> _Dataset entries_
++++++++++++++++++++

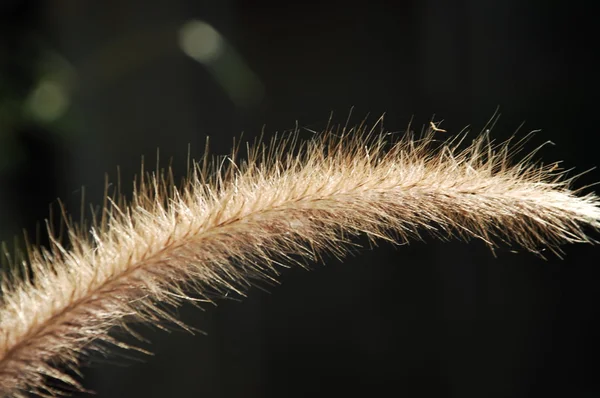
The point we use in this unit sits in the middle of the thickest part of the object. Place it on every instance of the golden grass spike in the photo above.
(232, 222)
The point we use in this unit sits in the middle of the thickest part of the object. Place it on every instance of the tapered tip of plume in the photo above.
(233, 222)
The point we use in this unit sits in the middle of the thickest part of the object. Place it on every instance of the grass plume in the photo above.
(232, 222)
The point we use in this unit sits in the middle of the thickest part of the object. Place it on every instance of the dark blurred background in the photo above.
(86, 86)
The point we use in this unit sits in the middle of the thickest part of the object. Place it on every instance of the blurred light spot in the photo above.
(200, 41)
(49, 101)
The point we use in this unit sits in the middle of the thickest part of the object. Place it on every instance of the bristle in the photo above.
(232, 222)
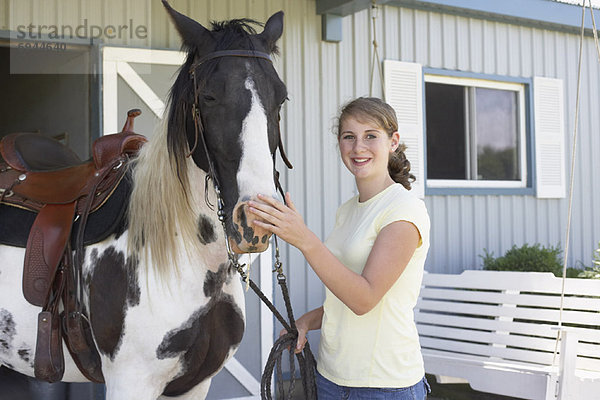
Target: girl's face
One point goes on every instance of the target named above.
(365, 148)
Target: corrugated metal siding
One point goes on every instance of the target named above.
(321, 76)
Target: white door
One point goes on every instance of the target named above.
(141, 78)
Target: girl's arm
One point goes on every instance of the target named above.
(391, 252)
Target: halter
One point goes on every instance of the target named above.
(307, 361)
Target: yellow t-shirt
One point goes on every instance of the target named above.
(380, 348)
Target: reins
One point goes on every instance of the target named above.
(288, 341)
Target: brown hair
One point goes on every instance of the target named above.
(378, 112)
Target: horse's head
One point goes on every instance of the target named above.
(238, 97)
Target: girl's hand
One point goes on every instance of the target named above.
(301, 339)
(283, 220)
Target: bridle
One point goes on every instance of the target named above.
(307, 361)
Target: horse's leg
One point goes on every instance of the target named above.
(198, 392)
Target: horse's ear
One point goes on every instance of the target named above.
(273, 30)
(191, 32)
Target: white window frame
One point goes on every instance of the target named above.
(519, 88)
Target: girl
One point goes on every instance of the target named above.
(371, 265)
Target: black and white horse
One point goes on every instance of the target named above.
(165, 307)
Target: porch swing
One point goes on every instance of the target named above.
(501, 331)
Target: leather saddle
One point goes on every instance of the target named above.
(41, 175)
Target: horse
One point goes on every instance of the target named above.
(165, 307)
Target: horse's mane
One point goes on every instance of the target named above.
(160, 215)
(161, 218)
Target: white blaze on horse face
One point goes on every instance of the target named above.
(256, 165)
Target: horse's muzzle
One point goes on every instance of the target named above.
(249, 238)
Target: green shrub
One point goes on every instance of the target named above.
(526, 258)
(592, 272)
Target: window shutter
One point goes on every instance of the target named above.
(404, 92)
(548, 100)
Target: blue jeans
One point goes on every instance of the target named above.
(327, 390)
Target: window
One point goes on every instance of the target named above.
(475, 133)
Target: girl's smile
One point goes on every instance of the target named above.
(365, 148)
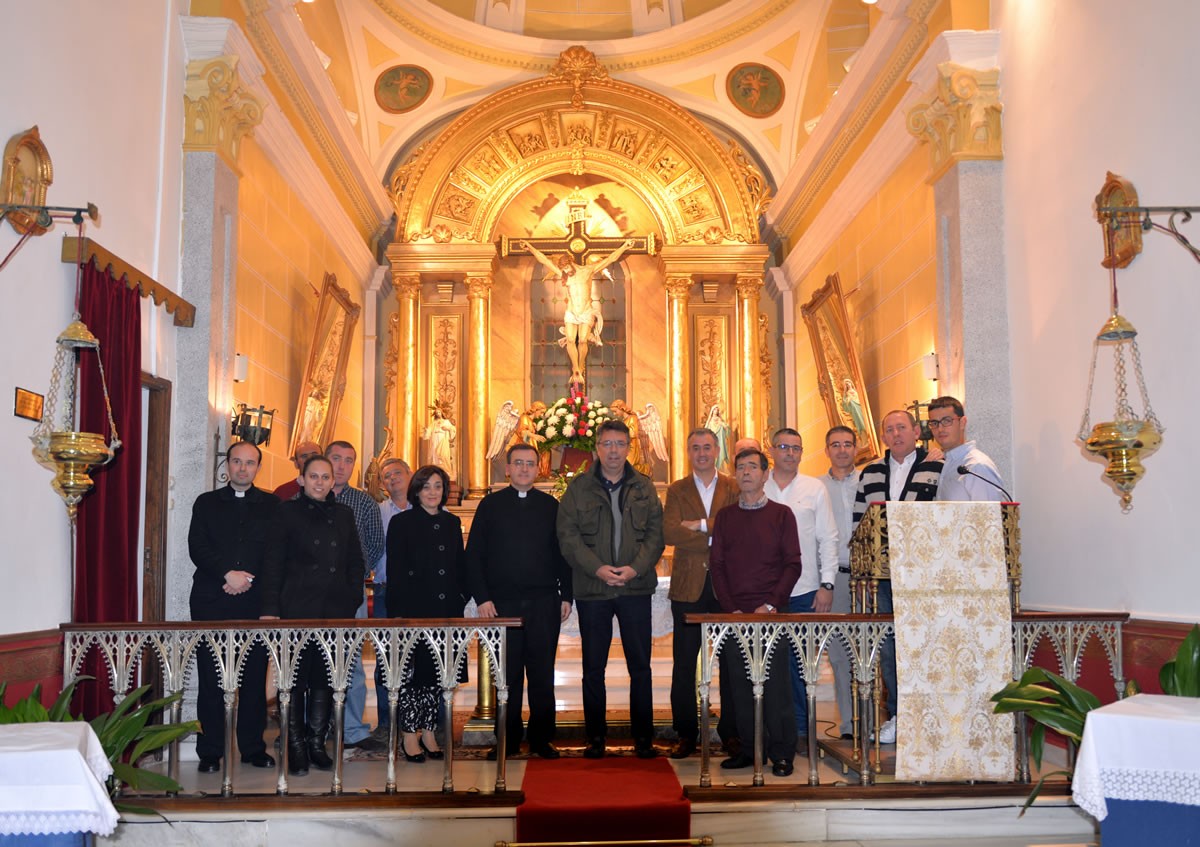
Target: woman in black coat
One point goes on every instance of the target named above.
(312, 569)
(426, 578)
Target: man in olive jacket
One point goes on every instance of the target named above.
(610, 529)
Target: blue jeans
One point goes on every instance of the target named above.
(801, 602)
(353, 728)
(379, 610)
(595, 637)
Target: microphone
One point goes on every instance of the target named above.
(964, 470)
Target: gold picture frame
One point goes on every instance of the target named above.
(28, 173)
(839, 376)
(324, 377)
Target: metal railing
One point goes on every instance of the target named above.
(125, 648)
(810, 636)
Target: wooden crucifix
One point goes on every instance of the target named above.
(583, 319)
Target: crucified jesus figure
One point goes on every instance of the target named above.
(583, 319)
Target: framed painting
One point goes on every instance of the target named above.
(324, 377)
(839, 376)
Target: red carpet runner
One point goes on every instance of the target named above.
(610, 799)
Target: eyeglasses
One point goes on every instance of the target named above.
(942, 421)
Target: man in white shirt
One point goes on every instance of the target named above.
(395, 474)
(841, 482)
(809, 502)
(969, 474)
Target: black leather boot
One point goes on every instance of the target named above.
(321, 706)
(298, 734)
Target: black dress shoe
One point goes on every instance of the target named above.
(546, 750)
(683, 748)
(645, 749)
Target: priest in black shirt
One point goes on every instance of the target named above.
(515, 570)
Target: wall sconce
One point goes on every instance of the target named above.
(1129, 437)
(251, 425)
(929, 366)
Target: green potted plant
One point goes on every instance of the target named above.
(125, 733)
(1062, 706)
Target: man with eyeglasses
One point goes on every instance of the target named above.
(610, 529)
(817, 529)
(693, 503)
(515, 570)
(906, 473)
(948, 422)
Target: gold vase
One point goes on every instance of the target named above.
(1123, 444)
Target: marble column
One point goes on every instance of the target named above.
(960, 121)
(479, 300)
(407, 418)
(678, 373)
(749, 414)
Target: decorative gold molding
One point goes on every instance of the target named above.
(219, 110)
(577, 120)
(961, 122)
(76, 250)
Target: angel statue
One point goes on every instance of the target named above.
(715, 422)
(583, 320)
(654, 445)
(507, 420)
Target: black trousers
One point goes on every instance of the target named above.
(595, 637)
(251, 704)
(529, 661)
(778, 714)
(684, 652)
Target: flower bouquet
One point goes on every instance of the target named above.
(571, 424)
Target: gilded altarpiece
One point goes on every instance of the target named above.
(443, 352)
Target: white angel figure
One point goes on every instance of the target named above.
(652, 425)
(505, 425)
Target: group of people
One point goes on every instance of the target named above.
(766, 540)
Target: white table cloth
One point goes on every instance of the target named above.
(1145, 748)
(52, 780)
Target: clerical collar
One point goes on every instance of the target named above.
(757, 504)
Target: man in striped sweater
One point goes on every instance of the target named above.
(905, 473)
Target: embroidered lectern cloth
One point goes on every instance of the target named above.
(954, 641)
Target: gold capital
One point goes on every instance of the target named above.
(479, 287)
(678, 287)
(219, 112)
(408, 287)
(748, 287)
(963, 119)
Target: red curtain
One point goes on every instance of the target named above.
(107, 557)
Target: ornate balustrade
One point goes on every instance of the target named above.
(125, 648)
(810, 637)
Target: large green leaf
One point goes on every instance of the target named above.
(1187, 666)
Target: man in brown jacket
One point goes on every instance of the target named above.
(688, 517)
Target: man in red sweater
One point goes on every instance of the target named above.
(755, 562)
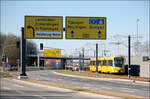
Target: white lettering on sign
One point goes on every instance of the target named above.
(48, 34)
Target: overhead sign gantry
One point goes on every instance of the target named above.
(43, 27)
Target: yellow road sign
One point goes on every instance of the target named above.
(57, 52)
(85, 27)
(48, 52)
(43, 27)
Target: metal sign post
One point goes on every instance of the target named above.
(129, 60)
(96, 57)
(23, 56)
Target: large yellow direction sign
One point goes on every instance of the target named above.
(48, 52)
(57, 52)
(85, 27)
(52, 52)
(43, 27)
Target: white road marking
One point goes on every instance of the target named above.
(6, 88)
(105, 88)
(128, 90)
(39, 96)
(19, 86)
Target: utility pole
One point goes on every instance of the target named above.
(83, 57)
(137, 49)
(129, 56)
(80, 60)
(23, 55)
(96, 57)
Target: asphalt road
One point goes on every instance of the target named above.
(15, 89)
(117, 86)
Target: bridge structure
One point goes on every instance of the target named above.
(40, 60)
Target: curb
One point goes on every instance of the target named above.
(134, 81)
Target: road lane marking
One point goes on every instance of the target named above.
(105, 88)
(6, 88)
(19, 86)
(39, 96)
(128, 90)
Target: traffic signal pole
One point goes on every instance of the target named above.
(23, 56)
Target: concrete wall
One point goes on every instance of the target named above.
(144, 66)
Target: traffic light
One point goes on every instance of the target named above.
(18, 44)
(41, 46)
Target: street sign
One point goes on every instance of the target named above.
(57, 52)
(43, 27)
(48, 52)
(57, 65)
(52, 52)
(85, 27)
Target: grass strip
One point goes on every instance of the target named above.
(101, 92)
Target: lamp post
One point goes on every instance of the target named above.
(32, 29)
(137, 50)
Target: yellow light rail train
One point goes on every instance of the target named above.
(108, 65)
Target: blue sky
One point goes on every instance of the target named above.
(121, 19)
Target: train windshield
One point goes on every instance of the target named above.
(119, 61)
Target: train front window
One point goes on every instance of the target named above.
(119, 62)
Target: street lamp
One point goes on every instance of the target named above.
(137, 37)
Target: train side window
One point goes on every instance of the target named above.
(110, 63)
(94, 63)
(99, 63)
(104, 63)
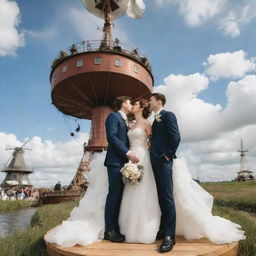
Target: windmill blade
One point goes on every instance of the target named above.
(25, 143)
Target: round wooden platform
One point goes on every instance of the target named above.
(183, 247)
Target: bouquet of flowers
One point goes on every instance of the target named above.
(132, 173)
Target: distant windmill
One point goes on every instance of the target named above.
(244, 172)
(17, 171)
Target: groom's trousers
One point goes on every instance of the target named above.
(164, 182)
(114, 199)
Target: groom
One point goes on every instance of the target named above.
(164, 143)
(117, 155)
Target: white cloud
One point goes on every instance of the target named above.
(237, 17)
(197, 119)
(241, 103)
(229, 65)
(200, 120)
(210, 133)
(218, 159)
(10, 38)
(228, 15)
(51, 161)
(197, 12)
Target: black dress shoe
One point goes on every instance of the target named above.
(160, 235)
(167, 244)
(114, 237)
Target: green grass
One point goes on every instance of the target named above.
(240, 195)
(248, 223)
(6, 206)
(30, 242)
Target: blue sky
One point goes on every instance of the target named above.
(177, 35)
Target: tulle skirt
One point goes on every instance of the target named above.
(139, 214)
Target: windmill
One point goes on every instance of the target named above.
(244, 172)
(17, 172)
(88, 76)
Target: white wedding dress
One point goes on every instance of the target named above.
(139, 216)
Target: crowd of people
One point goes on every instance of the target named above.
(25, 193)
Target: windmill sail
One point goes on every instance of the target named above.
(133, 8)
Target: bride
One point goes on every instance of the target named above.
(140, 215)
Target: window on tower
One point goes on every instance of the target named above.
(118, 63)
(64, 69)
(136, 69)
(79, 63)
(97, 60)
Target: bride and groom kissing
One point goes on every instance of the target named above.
(166, 202)
(132, 211)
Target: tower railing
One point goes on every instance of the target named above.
(102, 45)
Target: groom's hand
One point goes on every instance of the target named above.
(133, 157)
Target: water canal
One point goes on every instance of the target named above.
(12, 221)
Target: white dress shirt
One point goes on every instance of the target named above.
(124, 116)
(158, 112)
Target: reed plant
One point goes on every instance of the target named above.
(6, 206)
(247, 222)
(30, 242)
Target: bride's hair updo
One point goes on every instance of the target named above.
(146, 107)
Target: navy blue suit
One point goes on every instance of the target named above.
(165, 141)
(118, 146)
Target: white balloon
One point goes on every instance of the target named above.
(133, 8)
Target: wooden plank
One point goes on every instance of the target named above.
(183, 247)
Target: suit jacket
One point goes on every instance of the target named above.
(165, 136)
(118, 142)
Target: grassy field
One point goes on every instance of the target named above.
(231, 194)
(30, 241)
(248, 223)
(6, 206)
(240, 195)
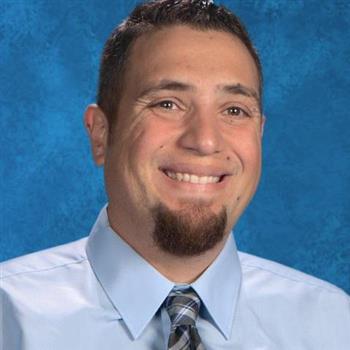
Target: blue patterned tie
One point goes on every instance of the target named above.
(183, 307)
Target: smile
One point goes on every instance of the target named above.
(192, 178)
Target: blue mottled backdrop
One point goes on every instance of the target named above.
(51, 191)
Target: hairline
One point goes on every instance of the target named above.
(149, 29)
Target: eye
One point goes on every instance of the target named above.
(237, 112)
(166, 104)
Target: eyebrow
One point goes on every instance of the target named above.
(166, 84)
(239, 89)
(174, 85)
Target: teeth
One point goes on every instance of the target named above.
(193, 178)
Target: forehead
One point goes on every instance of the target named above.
(184, 53)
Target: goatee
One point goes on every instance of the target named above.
(188, 232)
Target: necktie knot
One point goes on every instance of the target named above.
(182, 307)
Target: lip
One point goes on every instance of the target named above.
(192, 169)
(190, 188)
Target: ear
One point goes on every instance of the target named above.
(96, 124)
(262, 125)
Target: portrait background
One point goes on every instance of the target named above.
(51, 191)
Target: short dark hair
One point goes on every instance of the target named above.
(157, 14)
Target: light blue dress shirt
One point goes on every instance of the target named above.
(99, 294)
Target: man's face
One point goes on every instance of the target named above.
(188, 131)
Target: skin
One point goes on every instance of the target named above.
(190, 104)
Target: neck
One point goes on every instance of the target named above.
(178, 269)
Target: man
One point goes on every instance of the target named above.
(178, 127)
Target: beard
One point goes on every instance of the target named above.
(188, 232)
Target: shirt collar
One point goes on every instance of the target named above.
(137, 289)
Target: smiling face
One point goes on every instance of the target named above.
(188, 130)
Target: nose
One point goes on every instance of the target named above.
(201, 134)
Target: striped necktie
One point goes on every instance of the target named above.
(183, 307)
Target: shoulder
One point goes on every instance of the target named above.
(48, 261)
(253, 267)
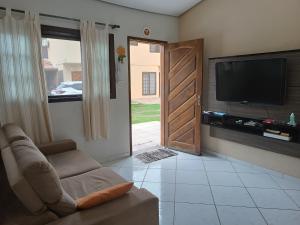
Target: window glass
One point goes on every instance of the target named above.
(149, 83)
(154, 48)
(62, 66)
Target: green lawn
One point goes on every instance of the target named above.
(142, 113)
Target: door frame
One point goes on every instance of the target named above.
(162, 90)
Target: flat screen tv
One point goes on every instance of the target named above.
(257, 81)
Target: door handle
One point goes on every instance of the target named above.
(199, 100)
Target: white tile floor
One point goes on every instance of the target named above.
(145, 136)
(215, 190)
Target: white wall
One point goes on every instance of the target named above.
(67, 117)
(233, 27)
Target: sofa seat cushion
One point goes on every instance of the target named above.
(137, 207)
(92, 181)
(72, 163)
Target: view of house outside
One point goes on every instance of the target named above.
(145, 82)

++++++++++++++++++++

Copy range, inclusive: the line holding "Target: white cloud" to the line holding "Target: tulle skirt". Reproduce exactly those lines of the records above and no others.

Target: white cloud
One point goes on every instance of the target named above.
(237, 17)
(197, 119)
(241, 103)
(229, 65)
(200, 120)
(210, 133)
(218, 159)
(10, 38)
(228, 15)
(51, 161)
(197, 12)
Target: black dress shoe
One point goes on every instance of the target named above.
(160, 235)
(167, 244)
(114, 237)
Target: green grass
One point goes on every instance of the target named above.
(240, 195)
(248, 223)
(6, 206)
(30, 242)
Target: blue sky
One point goes on every instance of the target named above.
(177, 35)
Target: tulle skirt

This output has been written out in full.